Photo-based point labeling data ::
______

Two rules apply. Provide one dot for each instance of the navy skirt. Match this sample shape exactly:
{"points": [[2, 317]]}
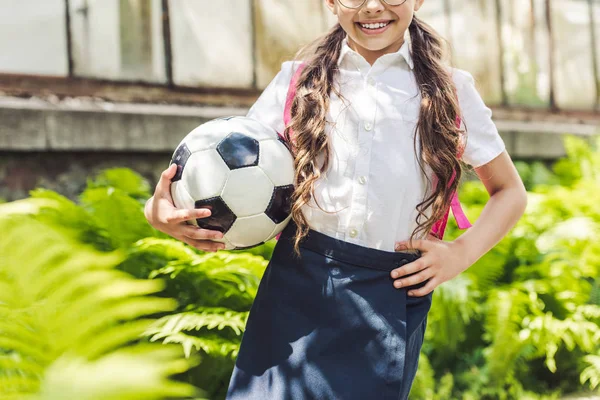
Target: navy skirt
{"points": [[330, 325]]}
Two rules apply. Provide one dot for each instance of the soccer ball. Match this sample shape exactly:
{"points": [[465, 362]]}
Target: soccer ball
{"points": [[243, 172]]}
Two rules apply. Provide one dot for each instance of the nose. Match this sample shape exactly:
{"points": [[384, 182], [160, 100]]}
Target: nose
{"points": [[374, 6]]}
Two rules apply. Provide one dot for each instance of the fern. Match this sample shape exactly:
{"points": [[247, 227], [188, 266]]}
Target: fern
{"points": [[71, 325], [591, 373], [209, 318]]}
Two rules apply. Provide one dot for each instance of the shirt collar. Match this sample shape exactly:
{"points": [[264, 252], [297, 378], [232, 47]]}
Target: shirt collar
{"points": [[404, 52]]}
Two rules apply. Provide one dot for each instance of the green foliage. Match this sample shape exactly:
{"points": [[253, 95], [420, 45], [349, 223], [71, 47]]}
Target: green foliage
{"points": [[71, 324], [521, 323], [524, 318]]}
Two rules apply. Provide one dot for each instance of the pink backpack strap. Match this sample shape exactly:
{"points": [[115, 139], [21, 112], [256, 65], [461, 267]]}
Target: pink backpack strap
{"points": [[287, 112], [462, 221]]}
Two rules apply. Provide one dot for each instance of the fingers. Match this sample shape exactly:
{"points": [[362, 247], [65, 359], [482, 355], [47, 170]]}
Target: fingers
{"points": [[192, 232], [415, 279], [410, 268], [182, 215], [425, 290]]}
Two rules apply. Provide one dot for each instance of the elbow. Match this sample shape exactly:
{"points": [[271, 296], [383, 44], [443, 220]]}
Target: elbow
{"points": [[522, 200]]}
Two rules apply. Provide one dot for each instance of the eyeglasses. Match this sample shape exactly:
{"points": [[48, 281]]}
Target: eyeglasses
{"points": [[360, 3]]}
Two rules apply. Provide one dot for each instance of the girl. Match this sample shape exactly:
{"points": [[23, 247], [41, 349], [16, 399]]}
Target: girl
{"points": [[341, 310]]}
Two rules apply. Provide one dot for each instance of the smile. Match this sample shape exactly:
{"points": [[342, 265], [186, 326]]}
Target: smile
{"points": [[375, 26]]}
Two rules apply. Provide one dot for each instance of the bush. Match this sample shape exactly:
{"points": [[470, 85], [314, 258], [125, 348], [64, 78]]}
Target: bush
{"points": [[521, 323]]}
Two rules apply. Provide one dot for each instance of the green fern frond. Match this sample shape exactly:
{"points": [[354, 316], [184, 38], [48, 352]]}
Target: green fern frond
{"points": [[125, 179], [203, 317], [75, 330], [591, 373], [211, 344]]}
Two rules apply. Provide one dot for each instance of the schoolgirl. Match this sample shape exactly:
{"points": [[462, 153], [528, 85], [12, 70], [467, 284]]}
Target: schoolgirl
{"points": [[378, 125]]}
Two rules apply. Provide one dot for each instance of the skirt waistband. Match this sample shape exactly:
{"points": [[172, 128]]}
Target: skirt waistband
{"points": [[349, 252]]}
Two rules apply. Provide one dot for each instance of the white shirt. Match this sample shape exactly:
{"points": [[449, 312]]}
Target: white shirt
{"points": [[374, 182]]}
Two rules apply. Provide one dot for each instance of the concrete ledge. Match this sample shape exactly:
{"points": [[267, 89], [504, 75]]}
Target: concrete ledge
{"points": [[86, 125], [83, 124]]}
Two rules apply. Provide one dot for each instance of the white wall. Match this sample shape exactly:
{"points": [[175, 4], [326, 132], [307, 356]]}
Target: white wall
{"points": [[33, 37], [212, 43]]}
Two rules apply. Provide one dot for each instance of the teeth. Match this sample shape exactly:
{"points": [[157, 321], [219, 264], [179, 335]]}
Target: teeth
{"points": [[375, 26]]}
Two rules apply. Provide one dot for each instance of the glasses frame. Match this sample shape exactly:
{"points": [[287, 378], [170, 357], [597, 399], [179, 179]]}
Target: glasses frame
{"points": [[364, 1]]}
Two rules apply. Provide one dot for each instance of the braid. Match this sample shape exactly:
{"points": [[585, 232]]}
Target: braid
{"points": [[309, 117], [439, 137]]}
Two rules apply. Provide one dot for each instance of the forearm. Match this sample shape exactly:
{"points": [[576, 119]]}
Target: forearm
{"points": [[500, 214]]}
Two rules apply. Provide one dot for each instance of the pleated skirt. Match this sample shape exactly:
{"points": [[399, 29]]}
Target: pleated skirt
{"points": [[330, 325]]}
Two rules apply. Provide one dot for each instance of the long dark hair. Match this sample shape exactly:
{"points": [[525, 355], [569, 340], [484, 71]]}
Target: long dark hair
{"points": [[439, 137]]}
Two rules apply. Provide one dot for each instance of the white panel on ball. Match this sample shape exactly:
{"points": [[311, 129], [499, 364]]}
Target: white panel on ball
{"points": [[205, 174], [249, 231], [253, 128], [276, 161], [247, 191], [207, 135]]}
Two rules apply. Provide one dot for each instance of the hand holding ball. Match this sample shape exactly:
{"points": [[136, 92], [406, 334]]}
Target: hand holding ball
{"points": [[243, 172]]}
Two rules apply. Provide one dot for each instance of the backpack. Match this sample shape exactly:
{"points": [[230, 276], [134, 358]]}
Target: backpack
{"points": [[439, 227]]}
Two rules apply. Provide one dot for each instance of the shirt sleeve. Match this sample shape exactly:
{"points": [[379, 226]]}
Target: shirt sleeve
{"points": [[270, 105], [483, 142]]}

______

Given request :: Reproduce exactly the lines from the one with "of the hand" through the end of the entries above, both ends included.

Answer to the task ::
Two rules apply. Provide one dot for each instance of the hand holding ball. Match this sample shape exactly:
{"points": [[136, 92], [406, 334]]}
Target: hand holding ball
{"points": [[243, 172]]}
Two rules apply. Provide one dot for each instance of the backpack. Match this sample shape exactly:
{"points": [[230, 276], [134, 358]]}
Target: backpack
{"points": [[439, 227]]}
Two rules apply. Provide one dot for each instance of the shirt sleeve. Match this sample shape exactly:
{"points": [[379, 226]]}
Target: shirt sleeve
{"points": [[270, 105], [483, 142]]}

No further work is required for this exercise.